• _Source extract_
## begin
# goin from a 622x37 Conti Contact to a 700x32C Pasela



## gutfiddle (Apr 27, 2006)

I've gotten great use out of the Continental Contact tires that came on my LHT but they are now worn out starting to eat up tubes. Nashbar has Pasela's on sale for $14.99 each and I've heard good things about these tires but I'm not sure if they will fit on my rims? (622x18 Alex Rims)


----------



## StageHand (Dec 27, 2002)

622mm is the bead seat diameter of a 700c wheel or tire. They will fit.

The Paselas are pretty good tires, but they come in two flavors: regular and TourGuard. The TG has a Kevlar belt between the tread and the casing to prevent punctures. You know your route better than I do, so you can make your selection based on that.


----------



## gutfiddle (Apr 27, 2006)

StageHand said:


> 622mm is the bead seat diameter of a 700c wheel or tire. They will fit.
> 
> The Paselas are pretty good tires, but they come in two flavors: regular and TourGuard. The TG has a Kevlar belt between the tread and the casing to prevent punctures. You know your route better than I do, so you can make your selection based on that.


thanks for clearing that up, i'm ordering two of the Pasela TG's for $24.99 each.


----------
## end
• _Given material_
## begin
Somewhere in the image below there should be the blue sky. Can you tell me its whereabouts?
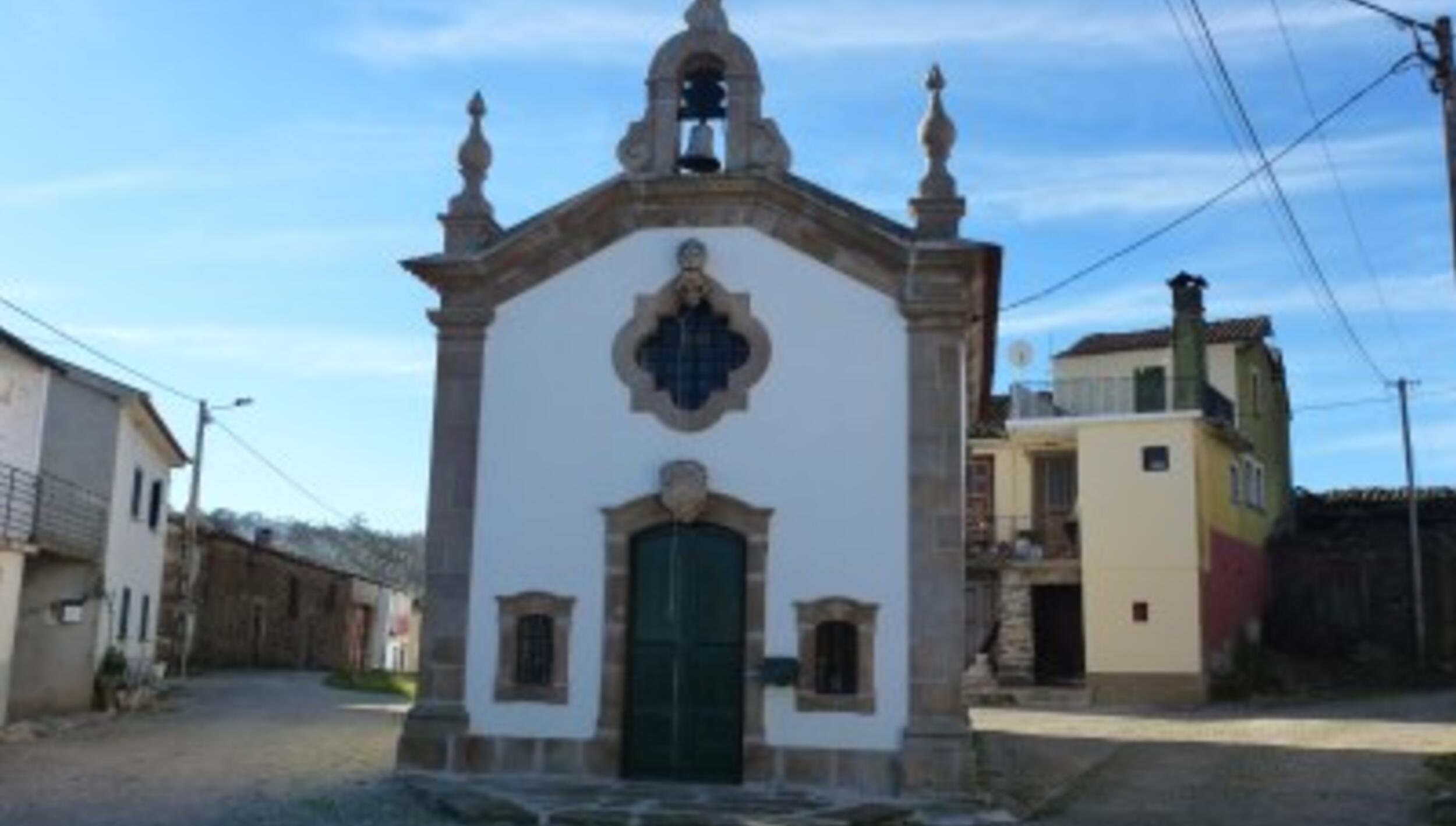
[0,0,1456,529]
## end
• _Exercise details_
Answer these about the tire thread:
(a) What sale price does Nashbar have on Paselas?
(b) What sits between the tread and the casing on the TourGuard version?
(c) How much is each Pasela TG being ordered for?
The material comes from a source separate from the tire thread.

• _Solution to this problem_
(a) $14.99 each
(b) A Kevlar belt
(c) $24.99